Print, character for character, the lines of the items below, beginning at the line that contains "the red pillar." and continuing through the final line of the items.
----
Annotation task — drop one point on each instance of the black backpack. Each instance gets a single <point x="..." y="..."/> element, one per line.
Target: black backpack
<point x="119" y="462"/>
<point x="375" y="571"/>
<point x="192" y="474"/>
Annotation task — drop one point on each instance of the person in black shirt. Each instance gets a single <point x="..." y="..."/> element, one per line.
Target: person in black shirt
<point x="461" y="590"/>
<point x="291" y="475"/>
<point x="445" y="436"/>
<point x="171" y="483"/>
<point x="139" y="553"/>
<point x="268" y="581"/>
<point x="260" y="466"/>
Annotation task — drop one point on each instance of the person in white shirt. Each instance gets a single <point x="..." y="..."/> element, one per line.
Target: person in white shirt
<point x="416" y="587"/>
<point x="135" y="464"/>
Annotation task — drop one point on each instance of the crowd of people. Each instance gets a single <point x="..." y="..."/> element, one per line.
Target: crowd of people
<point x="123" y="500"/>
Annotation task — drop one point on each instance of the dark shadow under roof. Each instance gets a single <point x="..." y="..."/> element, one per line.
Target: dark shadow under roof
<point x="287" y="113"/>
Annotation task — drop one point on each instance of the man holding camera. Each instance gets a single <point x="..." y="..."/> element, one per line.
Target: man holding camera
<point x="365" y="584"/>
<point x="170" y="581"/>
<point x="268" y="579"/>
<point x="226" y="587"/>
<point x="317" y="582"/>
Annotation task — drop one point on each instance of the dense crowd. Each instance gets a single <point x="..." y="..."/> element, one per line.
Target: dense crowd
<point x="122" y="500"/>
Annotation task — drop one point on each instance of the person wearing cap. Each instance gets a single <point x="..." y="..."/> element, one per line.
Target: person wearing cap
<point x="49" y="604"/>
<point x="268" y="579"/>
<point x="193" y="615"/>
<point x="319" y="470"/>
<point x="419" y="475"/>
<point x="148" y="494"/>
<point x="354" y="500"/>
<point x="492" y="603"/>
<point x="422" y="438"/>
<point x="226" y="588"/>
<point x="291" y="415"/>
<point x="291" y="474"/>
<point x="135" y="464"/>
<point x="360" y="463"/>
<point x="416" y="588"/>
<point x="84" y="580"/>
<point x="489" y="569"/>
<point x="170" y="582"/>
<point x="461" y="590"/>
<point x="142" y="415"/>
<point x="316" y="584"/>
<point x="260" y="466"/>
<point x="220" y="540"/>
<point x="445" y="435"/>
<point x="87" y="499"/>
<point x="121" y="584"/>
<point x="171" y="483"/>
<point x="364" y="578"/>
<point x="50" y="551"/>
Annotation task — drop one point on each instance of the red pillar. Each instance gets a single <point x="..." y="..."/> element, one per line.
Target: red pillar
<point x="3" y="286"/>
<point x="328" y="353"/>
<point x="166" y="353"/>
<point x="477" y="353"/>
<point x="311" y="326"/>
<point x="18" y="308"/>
----
The completed task:
Annotation task — drop one point on each instance of the red pillar. Each instance gets a single <point x="..." y="..."/> element, one per line.
Target: red pillar
<point x="3" y="286"/>
<point x="328" y="353"/>
<point x="166" y="353"/>
<point x="477" y="353"/>
<point x="311" y="326"/>
<point x="18" y="308"/>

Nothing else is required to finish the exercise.